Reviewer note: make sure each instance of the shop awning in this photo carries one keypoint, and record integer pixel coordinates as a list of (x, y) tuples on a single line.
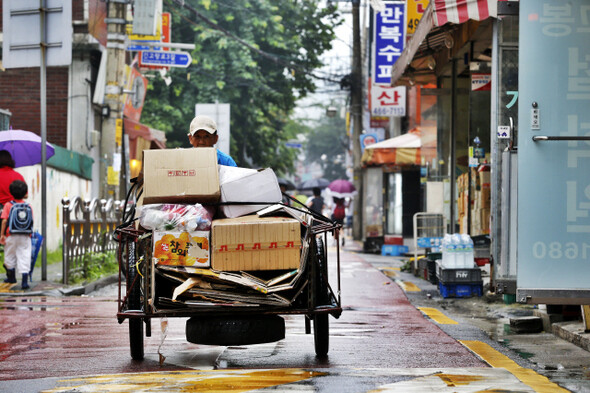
[(460, 11), (142, 137), (436, 23), (416, 147)]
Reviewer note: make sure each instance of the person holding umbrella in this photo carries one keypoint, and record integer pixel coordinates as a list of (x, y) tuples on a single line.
[(7, 176)]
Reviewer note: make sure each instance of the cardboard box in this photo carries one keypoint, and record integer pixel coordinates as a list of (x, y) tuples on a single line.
[(255, 243), (182, 248), (180, 175), (247, 185)]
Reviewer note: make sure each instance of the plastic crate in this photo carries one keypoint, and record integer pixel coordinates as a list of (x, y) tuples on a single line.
[(448, 275), (393, 249), (460, 290), (432, 272), (393, 239)]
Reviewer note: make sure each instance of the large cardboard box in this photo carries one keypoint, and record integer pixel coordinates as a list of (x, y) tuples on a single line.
[(255, 243), (181, 248), (247, 185), (180, 175)]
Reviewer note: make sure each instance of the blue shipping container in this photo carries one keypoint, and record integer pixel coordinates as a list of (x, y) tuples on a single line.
[(460, 290)]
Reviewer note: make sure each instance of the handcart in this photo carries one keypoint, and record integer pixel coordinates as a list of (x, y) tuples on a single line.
[(144, 292)]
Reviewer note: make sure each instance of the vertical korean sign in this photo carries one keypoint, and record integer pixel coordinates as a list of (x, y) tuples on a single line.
[(389, 36), (553, 156)]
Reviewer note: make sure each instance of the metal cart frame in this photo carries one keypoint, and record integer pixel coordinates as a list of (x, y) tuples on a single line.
[(316, 298)]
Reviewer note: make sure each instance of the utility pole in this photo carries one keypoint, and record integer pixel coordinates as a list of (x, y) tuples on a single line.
[(110, 144), (356, 109)]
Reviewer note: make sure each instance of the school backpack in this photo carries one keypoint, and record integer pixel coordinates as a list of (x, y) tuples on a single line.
[(20, 219), (339, 212)]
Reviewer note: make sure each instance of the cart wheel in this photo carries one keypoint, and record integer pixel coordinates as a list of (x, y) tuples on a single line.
[(321, 325), (134, 303), (235, 329)]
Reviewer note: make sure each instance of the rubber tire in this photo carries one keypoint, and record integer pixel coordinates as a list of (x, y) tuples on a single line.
[(321, 325), (134, 303), (235, 330)]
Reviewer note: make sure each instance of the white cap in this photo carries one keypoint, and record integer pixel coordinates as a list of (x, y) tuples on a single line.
[(202, 122)]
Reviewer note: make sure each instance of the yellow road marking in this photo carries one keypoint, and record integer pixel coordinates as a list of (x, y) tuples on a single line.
[(495, 359), (454, 380), (188, 381), (437, 316), (7, 287), (397, 269), (409, 286)]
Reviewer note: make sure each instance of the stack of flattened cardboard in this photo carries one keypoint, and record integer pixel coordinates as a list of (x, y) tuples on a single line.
[(231, 258)]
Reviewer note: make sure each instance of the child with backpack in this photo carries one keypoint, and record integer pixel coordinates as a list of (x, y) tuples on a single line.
[(15, 234)]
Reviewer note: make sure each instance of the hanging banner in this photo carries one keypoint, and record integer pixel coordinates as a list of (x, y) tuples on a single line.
[(389, 37), (416, 9)]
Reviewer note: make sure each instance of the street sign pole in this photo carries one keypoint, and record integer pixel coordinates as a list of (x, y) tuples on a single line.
[(43, 110), (19, 49), (165, 58)]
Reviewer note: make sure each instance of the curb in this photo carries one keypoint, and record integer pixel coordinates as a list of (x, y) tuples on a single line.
[(573, 332), (67, 291), (90, 287)]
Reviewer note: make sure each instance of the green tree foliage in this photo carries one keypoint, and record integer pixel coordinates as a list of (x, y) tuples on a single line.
[(258, 55), (327, 146)]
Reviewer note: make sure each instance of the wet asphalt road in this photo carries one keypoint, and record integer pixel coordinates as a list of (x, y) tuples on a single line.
[(381, 339)]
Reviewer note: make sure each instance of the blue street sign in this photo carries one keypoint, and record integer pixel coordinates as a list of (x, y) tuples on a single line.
[(165, 58), (136, 47)]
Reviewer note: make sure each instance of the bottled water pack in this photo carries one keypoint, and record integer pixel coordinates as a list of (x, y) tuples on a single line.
[(457, 251)]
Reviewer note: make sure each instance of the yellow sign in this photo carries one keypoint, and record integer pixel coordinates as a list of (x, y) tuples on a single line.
[(118, 131), (112, 177), (141, 37), (415, 11)]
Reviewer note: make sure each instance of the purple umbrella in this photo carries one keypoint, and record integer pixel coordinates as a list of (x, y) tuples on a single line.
[(320, 183), (24, 146), (342, 189)]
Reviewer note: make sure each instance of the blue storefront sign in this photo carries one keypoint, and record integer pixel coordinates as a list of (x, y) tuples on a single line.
[(165, 58), (389, 36)]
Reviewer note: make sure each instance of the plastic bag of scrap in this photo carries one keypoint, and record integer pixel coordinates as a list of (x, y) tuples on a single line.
[(181, 217)]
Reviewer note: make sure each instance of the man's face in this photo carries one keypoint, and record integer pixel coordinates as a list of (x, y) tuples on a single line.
[(202, 138)]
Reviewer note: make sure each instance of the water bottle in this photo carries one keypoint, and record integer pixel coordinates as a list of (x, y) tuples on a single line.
[(446, 251), (469, 257), (458, 251)]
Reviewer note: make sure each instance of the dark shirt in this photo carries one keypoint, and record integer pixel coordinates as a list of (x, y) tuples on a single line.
[(316, 204)]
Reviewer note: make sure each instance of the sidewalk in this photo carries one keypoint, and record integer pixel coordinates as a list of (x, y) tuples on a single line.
[(571, 331), (53, 285)]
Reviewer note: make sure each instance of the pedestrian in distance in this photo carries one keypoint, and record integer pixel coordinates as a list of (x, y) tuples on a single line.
[(203, 133), (316, 203), (17, 246), (7, 176)]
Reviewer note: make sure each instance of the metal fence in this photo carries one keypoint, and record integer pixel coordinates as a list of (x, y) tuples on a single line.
[(87, 229)]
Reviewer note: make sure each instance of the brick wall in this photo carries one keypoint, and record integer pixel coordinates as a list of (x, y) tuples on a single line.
[(19, 93), (77, 11)]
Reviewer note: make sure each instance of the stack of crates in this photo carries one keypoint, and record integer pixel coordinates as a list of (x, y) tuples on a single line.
[(461, 282), (431, 266)]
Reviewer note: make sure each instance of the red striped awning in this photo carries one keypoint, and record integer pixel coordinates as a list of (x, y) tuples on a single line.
[(460, 11)]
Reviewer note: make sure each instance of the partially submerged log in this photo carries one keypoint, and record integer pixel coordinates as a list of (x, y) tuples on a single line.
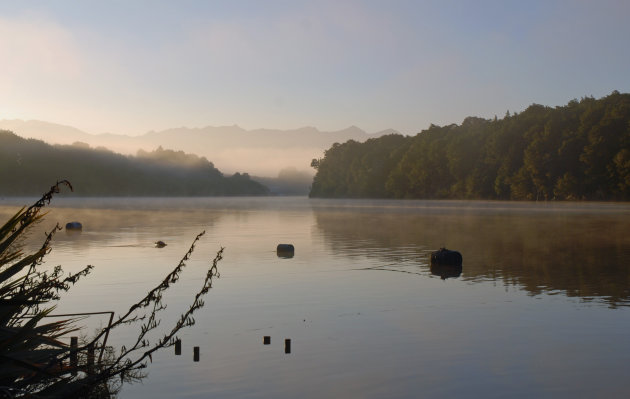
[(446, 257), (285, 250)]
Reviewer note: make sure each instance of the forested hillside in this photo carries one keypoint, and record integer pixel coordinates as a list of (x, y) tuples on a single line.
[(28, 165), (580, 151)]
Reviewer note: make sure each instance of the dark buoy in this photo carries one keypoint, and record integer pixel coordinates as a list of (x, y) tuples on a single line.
[(285, 250), (74, 226), (446, 257)]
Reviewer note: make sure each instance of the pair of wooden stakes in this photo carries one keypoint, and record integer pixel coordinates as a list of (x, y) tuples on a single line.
[(287, 343), (178, 350)]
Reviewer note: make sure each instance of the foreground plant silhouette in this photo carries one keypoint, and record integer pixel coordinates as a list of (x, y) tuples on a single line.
[(34, 362)]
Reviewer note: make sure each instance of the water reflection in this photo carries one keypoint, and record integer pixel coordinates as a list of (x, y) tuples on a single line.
[(581, 251), (446, 271)]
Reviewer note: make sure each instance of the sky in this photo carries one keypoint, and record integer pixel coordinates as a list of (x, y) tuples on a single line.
[(129, 67)]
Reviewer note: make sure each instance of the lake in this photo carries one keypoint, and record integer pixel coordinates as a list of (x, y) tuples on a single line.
[(541, 308)]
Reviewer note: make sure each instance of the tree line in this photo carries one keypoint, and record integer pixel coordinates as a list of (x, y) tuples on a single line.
[(27, 165), (580, 151)]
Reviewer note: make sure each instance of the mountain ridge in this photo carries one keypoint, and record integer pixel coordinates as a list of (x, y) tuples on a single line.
[(260, 151)]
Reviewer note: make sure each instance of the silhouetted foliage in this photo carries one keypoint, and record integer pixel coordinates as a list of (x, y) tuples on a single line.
[(28, 165), (578, 151), (35, 361)]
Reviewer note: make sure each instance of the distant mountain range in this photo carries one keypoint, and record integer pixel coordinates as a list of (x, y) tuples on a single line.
[(263, 152)]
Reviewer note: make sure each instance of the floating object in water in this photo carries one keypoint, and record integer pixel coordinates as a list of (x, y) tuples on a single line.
[(76, 226), (447, 257), (285, 250)]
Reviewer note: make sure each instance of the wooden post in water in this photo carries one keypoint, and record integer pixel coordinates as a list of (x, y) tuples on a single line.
[(90, 359), (74, 355)]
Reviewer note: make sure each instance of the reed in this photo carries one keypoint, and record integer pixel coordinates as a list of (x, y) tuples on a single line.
[(34, 360)]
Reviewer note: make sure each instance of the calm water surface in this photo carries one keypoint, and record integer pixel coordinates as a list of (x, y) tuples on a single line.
[(540, 310)]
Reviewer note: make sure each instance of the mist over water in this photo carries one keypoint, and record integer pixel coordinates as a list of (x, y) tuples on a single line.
[(540, 309)]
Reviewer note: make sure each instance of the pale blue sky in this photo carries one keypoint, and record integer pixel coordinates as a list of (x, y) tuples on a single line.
[(133, 66)]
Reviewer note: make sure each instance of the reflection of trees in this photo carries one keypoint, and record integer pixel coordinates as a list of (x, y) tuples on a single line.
[(35, 361), (578, 251)]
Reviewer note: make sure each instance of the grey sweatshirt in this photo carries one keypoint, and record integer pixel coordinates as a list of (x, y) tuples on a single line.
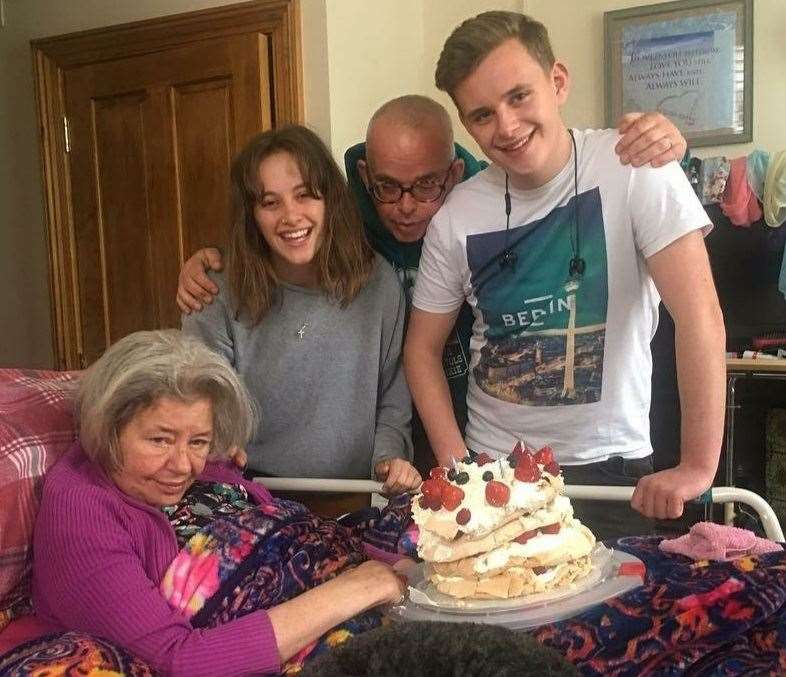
[(328, 381)]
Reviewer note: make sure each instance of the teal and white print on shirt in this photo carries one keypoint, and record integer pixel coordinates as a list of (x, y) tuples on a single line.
[(545, 330)]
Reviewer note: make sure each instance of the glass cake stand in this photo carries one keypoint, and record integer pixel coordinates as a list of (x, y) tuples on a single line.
[(605, 580)]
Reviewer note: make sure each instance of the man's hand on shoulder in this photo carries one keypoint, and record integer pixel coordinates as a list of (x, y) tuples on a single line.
[(649, 138), (663, 494), (194, 287)]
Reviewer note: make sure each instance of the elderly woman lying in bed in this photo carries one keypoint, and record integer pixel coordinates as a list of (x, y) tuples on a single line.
[(149, 538)]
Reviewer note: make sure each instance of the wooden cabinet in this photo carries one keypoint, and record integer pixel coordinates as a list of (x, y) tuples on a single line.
[(139, 124)]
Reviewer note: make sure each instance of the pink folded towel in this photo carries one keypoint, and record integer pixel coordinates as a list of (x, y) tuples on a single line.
[(707, 540)]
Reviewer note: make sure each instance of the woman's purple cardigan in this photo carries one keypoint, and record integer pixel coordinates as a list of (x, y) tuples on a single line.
[(98, 559)]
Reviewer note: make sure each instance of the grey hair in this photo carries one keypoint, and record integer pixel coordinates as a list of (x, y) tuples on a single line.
[(416, 111), (474, 39), (145, 366)]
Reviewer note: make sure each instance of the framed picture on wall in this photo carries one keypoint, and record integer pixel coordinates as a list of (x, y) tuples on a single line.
[(692, 60)]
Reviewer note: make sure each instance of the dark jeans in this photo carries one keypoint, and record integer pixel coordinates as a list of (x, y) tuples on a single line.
[(610, 519)]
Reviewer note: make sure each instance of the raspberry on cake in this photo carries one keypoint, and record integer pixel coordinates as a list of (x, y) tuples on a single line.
[(500, 528)]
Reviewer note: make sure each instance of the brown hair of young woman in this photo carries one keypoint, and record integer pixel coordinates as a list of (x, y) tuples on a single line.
[(344, 260)]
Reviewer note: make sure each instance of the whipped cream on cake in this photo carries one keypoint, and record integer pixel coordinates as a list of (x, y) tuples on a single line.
[(500, 528)]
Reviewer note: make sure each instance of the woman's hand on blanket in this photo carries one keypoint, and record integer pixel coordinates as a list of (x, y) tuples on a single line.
[(663, 494), (380, 583), (398, 476), (406, 566), (649, 138)]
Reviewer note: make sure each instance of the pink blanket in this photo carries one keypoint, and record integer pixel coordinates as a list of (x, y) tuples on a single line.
[(719, 542)]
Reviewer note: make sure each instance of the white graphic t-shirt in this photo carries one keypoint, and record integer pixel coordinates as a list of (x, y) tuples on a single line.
[(559, 359)]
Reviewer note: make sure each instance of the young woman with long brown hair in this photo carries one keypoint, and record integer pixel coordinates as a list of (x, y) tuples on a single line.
[(311, 318)]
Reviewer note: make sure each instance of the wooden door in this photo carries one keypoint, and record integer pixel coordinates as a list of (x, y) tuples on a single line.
[(151, 131), (151, 140)]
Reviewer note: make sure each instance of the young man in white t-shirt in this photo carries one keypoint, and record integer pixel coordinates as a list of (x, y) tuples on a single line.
[(563, 255)]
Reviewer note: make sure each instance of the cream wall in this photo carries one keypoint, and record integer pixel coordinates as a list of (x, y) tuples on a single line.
[(356, 54)]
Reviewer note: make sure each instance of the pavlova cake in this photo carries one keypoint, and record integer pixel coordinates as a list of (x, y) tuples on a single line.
[(500, 528)]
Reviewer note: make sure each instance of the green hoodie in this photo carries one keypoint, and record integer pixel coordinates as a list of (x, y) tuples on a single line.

----------

[What this task involves] Convert the listing above, from its first line through the line containing "[(389, 36), (553, 156)]", both included, into a Markdown table with the columns No. and Text. Give one numbered row per line, skip blank lines, and leave out the pictures.

[Reply to the exercise]
| No. | Text |
|---|---|
| 1 | Reviewer note: make sure each instance of the shop awning in this photo carries one keypoint, and record integer pixel coordinates as a list of (x, y) tuples on a single line. |
| 2 | [(460, 11), (142, 137), (436, 23), (416, 147)] |
| 3 | Reviewer note: make sure each instance of the person holding umbrella in this photo carries one keypoint, and record integer pixel coordinates as a list of (x, y) tuples on a single line. |
| 4 | [(7, 176)] |
| 5 | Reviewer note: make sure each instance of the cardboard box in this photo carries one keypoint, and record integer pixel coordinates as a list of (x, y) tuples on a single line. |
| 6 | [(255, 243), (182, 248), (180, 175), (247, 185)] |
| 7 | Reviewer note: make sure each instance of the plastic crate in this photo carries one keypoint, and record integer pixel coordinates as a list of (x, y) tuples on a single line. |
| 8 | [(448, 275), (393, 249), (460, 290), (432, 272), (393, 239)] |
| 9 | Reviewer note: make sure each instance of the large cardboard box in this photo carries one keypoint, and record integer pixel coordinates as a list of (x, y) tuples on a single line. |
| 10 | [(255, 243), (181, 248), (247, 185), (180, 175)] |
| 11 | Reviewer note: make sure each instance of the blue shipping container in this photo carries one keypoint, and record integer pixel coordinates as a list of (x, y) tuples on a single line. |
| 12 | [(460, 290)] |
| 13 | Reviewer note: make sure each instance of the handcart in this photo carries one keypoint, and record integer pixel coordinates as a list of (x, y) tuples on a single line. |
| 14 | [(144, 292)] |
| 15 | Reviewer note: make sure each instance of the vertical korean sign in this photo carries one keypoint, and record integer pixel coordinates as a list of (x, y) tuples on a single line. |
| 16 | [(389, 36), (553, 156)] |